(Labeled contour listing)
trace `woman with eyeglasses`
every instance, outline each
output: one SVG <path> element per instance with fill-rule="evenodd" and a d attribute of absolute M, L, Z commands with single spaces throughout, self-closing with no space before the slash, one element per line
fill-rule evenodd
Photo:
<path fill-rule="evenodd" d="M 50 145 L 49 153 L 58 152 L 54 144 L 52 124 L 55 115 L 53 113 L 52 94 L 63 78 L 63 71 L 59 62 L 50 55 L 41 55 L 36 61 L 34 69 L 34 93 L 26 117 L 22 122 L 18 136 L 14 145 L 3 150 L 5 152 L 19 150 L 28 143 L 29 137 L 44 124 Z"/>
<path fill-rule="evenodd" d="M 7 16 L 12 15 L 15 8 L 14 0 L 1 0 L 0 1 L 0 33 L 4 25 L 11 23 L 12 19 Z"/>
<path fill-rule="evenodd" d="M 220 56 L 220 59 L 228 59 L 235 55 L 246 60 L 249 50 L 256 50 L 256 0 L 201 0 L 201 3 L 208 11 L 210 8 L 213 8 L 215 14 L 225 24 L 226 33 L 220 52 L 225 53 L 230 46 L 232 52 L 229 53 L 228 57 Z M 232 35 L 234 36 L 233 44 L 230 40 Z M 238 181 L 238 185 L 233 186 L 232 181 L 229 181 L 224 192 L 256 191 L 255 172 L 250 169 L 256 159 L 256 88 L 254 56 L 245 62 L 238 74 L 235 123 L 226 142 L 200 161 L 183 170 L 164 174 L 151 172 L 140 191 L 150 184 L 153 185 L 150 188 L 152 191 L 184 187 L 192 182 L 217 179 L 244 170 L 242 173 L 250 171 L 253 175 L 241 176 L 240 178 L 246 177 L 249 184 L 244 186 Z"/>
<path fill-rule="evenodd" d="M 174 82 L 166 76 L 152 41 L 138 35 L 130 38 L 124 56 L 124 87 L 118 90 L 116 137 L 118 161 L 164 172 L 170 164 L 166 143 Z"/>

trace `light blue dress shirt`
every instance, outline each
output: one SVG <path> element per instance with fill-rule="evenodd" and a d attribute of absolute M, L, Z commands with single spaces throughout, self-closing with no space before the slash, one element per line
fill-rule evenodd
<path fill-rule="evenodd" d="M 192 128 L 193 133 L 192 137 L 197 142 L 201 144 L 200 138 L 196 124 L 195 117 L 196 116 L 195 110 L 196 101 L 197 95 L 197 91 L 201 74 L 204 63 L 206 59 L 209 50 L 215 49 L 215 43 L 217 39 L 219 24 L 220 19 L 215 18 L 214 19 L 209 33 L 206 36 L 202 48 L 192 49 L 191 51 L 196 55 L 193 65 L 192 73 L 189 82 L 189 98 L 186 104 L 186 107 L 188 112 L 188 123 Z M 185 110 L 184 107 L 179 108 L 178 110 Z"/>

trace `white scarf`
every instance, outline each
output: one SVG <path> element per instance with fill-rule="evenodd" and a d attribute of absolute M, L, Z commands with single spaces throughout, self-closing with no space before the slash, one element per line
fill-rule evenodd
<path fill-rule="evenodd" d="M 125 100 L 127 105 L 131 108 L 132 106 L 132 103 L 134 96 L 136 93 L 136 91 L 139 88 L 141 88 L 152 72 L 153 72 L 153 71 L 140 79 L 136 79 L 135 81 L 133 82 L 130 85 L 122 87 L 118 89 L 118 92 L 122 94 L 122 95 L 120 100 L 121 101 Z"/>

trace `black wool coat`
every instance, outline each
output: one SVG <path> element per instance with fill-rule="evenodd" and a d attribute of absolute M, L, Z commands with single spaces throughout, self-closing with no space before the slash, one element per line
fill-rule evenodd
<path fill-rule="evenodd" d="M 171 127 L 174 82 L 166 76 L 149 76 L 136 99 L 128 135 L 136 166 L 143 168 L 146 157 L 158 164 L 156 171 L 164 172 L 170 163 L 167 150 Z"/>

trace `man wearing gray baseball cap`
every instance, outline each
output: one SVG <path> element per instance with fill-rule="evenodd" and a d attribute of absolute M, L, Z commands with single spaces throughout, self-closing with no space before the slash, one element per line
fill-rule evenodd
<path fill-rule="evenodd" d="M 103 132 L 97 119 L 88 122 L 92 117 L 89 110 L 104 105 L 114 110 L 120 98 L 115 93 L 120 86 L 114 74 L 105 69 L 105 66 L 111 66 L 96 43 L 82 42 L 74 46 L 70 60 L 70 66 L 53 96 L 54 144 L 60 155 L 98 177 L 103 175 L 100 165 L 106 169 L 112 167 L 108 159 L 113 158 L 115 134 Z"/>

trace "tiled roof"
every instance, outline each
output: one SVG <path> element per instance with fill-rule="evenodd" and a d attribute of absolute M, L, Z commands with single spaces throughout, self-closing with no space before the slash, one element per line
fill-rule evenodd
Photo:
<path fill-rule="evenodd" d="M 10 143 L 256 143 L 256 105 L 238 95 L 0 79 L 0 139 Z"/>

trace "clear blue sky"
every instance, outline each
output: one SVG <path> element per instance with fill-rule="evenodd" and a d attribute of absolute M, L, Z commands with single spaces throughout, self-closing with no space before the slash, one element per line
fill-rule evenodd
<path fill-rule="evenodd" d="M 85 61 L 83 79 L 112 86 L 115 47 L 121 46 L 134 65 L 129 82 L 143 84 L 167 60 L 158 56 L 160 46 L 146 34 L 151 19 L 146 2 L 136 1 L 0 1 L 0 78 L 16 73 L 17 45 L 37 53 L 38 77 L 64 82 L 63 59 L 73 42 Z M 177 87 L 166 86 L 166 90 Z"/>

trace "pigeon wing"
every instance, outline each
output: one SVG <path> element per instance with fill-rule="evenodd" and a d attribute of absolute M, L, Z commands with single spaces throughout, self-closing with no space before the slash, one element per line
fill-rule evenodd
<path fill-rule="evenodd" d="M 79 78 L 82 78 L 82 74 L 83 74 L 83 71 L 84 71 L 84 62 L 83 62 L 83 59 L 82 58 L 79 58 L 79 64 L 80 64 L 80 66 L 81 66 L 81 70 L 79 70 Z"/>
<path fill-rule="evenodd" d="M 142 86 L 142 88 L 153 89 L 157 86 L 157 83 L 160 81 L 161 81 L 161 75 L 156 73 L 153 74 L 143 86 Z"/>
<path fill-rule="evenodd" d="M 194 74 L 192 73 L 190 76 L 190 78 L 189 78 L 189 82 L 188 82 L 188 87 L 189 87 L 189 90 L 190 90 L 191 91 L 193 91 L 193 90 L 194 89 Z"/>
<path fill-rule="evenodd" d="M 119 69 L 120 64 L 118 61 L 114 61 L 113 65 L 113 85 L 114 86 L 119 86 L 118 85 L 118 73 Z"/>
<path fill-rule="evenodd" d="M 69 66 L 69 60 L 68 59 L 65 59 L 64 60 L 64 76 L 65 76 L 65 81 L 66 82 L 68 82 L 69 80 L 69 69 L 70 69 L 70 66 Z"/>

- GIVEN EXERCISE
Select and copy every line of the listing above that contains the string "trace".

- RESULT FOR THIS EXERCISE
trace `woman with eyeglasses`
trace `light blue dress shirt`
trace `white scarf`
trace `black wool coat`
trace `man wearing gray baseball cap`
trace "tiled roof"
trace "clear blue sky"
trace "pigeon wing"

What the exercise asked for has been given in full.